*GOAL*
Write the next few paragraphs of the blog post on leaving one's stuff behind after Harold Camping's failed May 21 prediction, picking up right after its final sentence.

*EXTRACT*
Wednesday, August 5, 2020 01:07

Leaving It All Behind

no new stuff, stewardship, second coming of Christ, judgment day

I woke up Sunday morning and realized Harold Camping was wrong . . . again.  Jesus did not return as the modern, misguided prophet had predicted.  Actually, I felt very secure going to sleep Saturday night.  Jesus’ statement in Mark 13:32 is clear: “No one knows about that day or hour, not even the angels in heaven, nor the Son, but only the Father.”  So I was certain Jesus would not return on May 21.

But, it has caused me to reflect.  When that day comes (or when I die, whichever comes first) I will leave all my stuff behind.  Actually, it’s a freeing thought!

As you know, for the purposes of this blog about the challenge of buying NO NEW STUFF for 30 Days, I have defined “stuff” as something that has material substance. I admit I have plenty of that kind of stuff.  And so do you if you live in America and have not taken a vow of poverty.

*SUPPLIED ENTRIES*
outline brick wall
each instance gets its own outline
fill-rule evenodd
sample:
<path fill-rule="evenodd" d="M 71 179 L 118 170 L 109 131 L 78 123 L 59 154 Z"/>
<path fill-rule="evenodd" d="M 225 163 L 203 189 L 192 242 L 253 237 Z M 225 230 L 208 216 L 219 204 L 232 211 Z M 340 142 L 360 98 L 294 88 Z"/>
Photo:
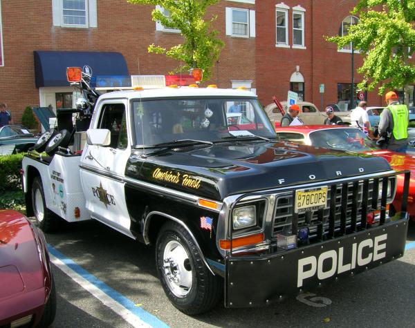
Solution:
<path fill-rule="evenodd" d="M 1 1 L 5 65 L 0 67 L 0 102 L 7 103 L 15 122 L 21 121 L 26 106 L 39 103 L 34 50 L 116 51 L 124 55 L 131 75 L 167 74 L 178 66 L 164 55 L 147 52 L 151 44 L 169 48 L 182 39 L 178 33 L 156 31 L 154 6 L 127 0 L 97 3 L 98 27 L 85 29 L 53 26 L 51 0 Z M 225 44 L 210 82 L 223 88 L 230 87 L 232 79 L 255 80 L 255 39 L 225 35 L 227 6 L 255 9 L 255 5 L 222 1 L 208 10 L 208 17 L 217 15 L 213 28 Z"/>

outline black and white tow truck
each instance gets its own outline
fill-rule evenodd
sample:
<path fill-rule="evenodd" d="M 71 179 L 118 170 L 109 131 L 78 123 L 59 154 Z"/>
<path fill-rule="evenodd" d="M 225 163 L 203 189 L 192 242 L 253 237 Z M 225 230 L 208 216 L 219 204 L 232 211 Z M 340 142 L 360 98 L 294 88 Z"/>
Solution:
<path fill-rule="evenodd" d="M 247 90 L 135 76 L 100 94 L 89 70 L 68 72 L 83 98 L 23 160 L 28 213 L 46 231 L 57 217 L 95 220 L 155 244 L 181 311 L 222 294 L 263 306 L 403 256 L 409 173 L 382 158 L 279 142 Z M 389 218 L 398 173 L 403 208 Z"/>

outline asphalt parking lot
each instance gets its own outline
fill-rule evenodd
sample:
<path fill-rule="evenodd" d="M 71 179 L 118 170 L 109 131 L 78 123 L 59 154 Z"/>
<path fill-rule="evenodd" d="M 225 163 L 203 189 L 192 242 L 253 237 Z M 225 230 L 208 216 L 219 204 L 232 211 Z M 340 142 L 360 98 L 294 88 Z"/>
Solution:
<path fill-rule="evenodd" d="M 58 262 L 84 270 L 88 280 L 100 282 L 118 302 L 129 302 L 140 318 L 129 323 L 99 293 L 93 296 L 87 286 L 53 264 L 58 302 L 55 327 L 414 326 L 414 225 L 408 232 L 409 249 L 398 260 L 269 307 L 229 309 L 219 304 L 196 317 L 176 310 L 165 296 L 154 247 L 94 221 L 65 224 L 46 236 L 53 255 L 62 256 Z"/>

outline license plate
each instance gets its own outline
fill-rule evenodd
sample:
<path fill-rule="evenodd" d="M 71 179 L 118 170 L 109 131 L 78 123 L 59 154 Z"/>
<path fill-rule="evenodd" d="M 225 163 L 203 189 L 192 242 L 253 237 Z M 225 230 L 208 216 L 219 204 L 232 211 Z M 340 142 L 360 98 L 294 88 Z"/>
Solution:
<path fill-rule="evenodd" d="M 306 211 L 317 210 L 326 207 L 327 203 L 327 187 L 315 189 L 301 189 L 295 191 L 294 203 L 295 213 L 304 213 Z"/>

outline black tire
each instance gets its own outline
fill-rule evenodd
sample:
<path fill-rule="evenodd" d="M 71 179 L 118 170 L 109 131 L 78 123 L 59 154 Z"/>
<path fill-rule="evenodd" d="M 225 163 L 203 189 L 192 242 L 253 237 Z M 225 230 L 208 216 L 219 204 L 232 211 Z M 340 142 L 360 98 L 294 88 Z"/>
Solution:
<path fill-rule="evenodd" d="M 55 320 L 56 316 L 56 289 L 55 288 L 55 280 L 52 277 L 52 285 L 50 287 L 50 293 L 49 298 L 45 305 L 44 313 L 40 318 L 40 321 L 36 325 L 36 328 L 47 328 Z"/>
<path fill-rule="evenodd" d="M 56 228 L 57 218 L 46 207 L 45 194 L 40 177 L 35 177 L 32 184 L 32 206 L 37 226 L 44 232 Z"/>
<path fill-rule="evenodd" d="M 72 133 L 68 130 L 61 130 L 59 133 L 50 138 L 48 142 L 48 145 L 45 148 L 45 151 L 48 155 L 53 155 L 57 151 L 58 147 L 66 148 L 71 142 Z"/>
<path fill-rule="evenodd" d="M 48 142 L 53 137 L 55 136 L 55 134 L 56 131 L 55 130 L 45 132 L 40 137 L 39 137 L 36 144 L 35 144 L 30 150 L 36 151 L 38 153 L 44 151 L 46 146 L 48 145 Z"/>
<path fill-rule="evenodd" d="M 167 258 L 174 252 L 183 256 L 176 253 Z M 166 258 L 169 262 L 165 262 Z M 191 316 L 207 312 L 219 300 L 223 280 L 206 267 L 190 235 L 178 223 L 169 222 L 162 227 L 157 238 L 156 264 L 165 293 L 182 312 Z M 178 281 L 172 281 L 174 279 Z"/>

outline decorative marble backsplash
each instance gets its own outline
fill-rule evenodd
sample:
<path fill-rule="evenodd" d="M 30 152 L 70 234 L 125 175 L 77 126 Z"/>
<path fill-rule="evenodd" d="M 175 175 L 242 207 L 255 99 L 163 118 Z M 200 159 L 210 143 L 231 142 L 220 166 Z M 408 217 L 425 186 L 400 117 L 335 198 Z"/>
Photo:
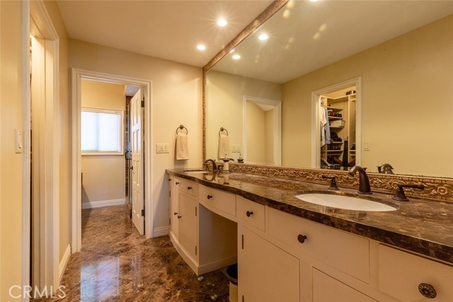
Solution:
<path fill-rule="evenodd" d="M 359 178 L 350 178 L 348 172 L 338 170 L 316 170 L 230 163 L 230 171 L 239 173 L 328 184 L 323 175 L 333 175 L 339 187 L 358 188 Z M 394 194 L 398 183 L 423 184 L 425 190 L 405 188 L 406 194 L 414 197 L 453 203 L 453 179 L 443 178 L 369 173 L 372 190 Z"/>

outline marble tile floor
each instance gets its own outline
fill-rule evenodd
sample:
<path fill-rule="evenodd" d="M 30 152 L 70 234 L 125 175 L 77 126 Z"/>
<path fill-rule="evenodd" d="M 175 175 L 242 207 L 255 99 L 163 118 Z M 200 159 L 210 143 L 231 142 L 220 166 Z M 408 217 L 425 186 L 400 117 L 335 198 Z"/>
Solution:
<path fill-rule="evenodd" d="M 71 255 L 61 285 L 66 294 L 34 301 L 228 301 L 220 271 L 197 278 L 168 236 L 147 239 L 126 206 L 82 211 L 82 250 Z M 214 296 L 217 295 L 217 296 Z"/>

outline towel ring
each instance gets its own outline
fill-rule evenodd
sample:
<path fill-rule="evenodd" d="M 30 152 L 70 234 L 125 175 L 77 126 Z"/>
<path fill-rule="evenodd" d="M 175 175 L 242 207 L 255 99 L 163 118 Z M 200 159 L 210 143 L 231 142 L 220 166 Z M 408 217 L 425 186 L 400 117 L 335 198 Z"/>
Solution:
<path fill-rule="evenodd" d="M 219 137 L 220 137 L 220 132 L 224 131 L 225 132 L 226 132 L 226 136 L 228 137 L 228 130 L 226 130 L 225 128 L 224 128 L 223 127 L 220 128 L 220 131 L 219 132 Z"/>
<path fill-rule="evenodd" d="M 187 129 L 187 128 L 186 128 L 186 127 L 184 127 L 184 126 L 183 126 L 182 124 L 181 124 L 180 126 L 179 126 L 178 128 L 176 128 L 176 134 L 178 134 L 178 129 L 182 130 L 182 129 L 185 129 L 185 134 L 189 134 L 189 131 Z"/>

*FINAL RESULT*
Therefore, someday I’ll be leaving all my earthly possessions behind—no matter their value, real or perceived.  If I don’t get around to cleaning the basement before then, well, I guess it will be somebody else’s problem. I have a stewardship responsibility for my material stuff which I take seriously. Someday I will arrive at heaven’s gate either to hear the words, “Well done, good and faithful servant,” or not.

But I am also thinking about other kinds of stuff.  Hallelujah, I’m also going to leave behind the baggage of my past.  Having been reared in a Christian home and saved at a pre-elementary-school age, by God’s grace I’ve led pretty much a choir-boy life.  But that is not to imply that it has by any means been sinless.  I’ve done plenty of things that haunt me nearly every time I take communion.  I’ll be glad to leave not only the guilt and shame but also the memories of that stuff behind.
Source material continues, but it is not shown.